ВОПРОСЫ ДЛЯ ОТВЕТА:
a) Пожалуйста, определите, согласуются ли с фрагментом страницы утверждения (i), (ii) и (iii). На каждое ответьте «да» или «нет» и приведите решающие слова из текста.
(i) Запрос общества на перемены при Медведеве ясно проявился только в конце его срока.
(ii) В программных статьях Путина острые вопросы обходились стороной.
(iii) Системные проблемы правящей элиты порождены эволюцией власти за последние десять лет.
b) Какой законопроект фрагмент страницы называет покушением на «основы основ»?

==== ФРАГМЕНТ СТРАНИЦЫ

Все четыре года медведевского президентства шли разговоры о «коалиции перемен», которая могла бы подтолкнуть президента к далеко идущим реформам. Конечно, в этом была своя логика: глава государства не должен оказываться в ситуации реформистского одиночества, великодушно предлагая обществу то, о чем оно и не помышляет. Его амплуа – не бежать в авангарде, а отвечать на созревающие запросы значимых социальных групп. И прежде всего групп, на которые он опирается как политик… Запрос на перемены со стороны общества – именно то, чего не хватило медведевскому реформизму для успеха. В явном виде этот запрос явился лишь под занавес, да и то со стороны уже отчетливо протестных, а не опорных групп. Такая вот драма несвоевременности…
Но что если посмотреть с этой точки зрения на третий срок президента Путина?
Новости партнеров
Повестку, с которой он вернулся в Кремль, вполне можно назвать умеренно реформистской. По меньшей мере, в программных статьях не вуалировались острые вопросы, а подчас и острые ответы. Причем нельзя сказать, что дело ограничилось публицистикой. Иначе откуда такие покушения на «основы основ», как законопроект против иностранных активов чиновничества? Не говоря уже о бесславной отставке политического тяжеловеса на пике коррупционного скандала.
Дефицит национальной лояльности и политической ответственности правящей элиты – это системные проблемы, порожденные всей логикой эволюции власти за минувшие двадцать лет. Браться за них – значит так или иначе выходить за рамки системы. Можно спорить, насколько далеко президент готов пойти по этому пути – сомнения будут более чем уместны. Но сейчас интересно другое: именно на этом пути вопреки всем проклятиям в адрес «коррумпированной верхушки» его практически некому поддержать.
Силой куда более консервативной, чем политик Путин, является сложившаяся вокруг него система ожиданий. Одни не ждут перемен в принципе. Другие не ждут перемен именно от действующего главы государства.

========
==== ИСХОДНЫЕ ДАННЫЕ

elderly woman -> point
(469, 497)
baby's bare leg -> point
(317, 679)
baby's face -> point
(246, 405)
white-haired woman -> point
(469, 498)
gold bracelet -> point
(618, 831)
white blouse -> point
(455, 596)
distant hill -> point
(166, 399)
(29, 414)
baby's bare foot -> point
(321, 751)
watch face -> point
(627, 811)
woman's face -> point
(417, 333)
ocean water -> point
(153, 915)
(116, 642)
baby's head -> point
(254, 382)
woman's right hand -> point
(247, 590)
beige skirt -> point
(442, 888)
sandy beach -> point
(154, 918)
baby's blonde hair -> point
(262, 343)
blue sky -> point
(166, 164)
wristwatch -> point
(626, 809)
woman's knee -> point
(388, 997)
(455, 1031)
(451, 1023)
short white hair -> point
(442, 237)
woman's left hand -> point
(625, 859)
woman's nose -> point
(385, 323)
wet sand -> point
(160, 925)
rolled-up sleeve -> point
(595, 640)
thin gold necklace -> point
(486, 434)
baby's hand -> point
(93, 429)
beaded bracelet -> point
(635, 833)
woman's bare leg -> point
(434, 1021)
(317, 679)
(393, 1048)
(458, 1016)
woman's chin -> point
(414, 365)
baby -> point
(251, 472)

========

ОЖИДАЕМЫЕ РЕЗУЛЬТАТЫ:
a)
(i) Да: «В явном виде этот запрос явился лишь под занавес».
(ii) Нет: «в программных статьях не вуалировались острые вопросы».
(iii) Нет: «порожденные всей логикой эволюции власти за минувшие двадцать лет».

b) Законопроект против иностранных активов чиновничества.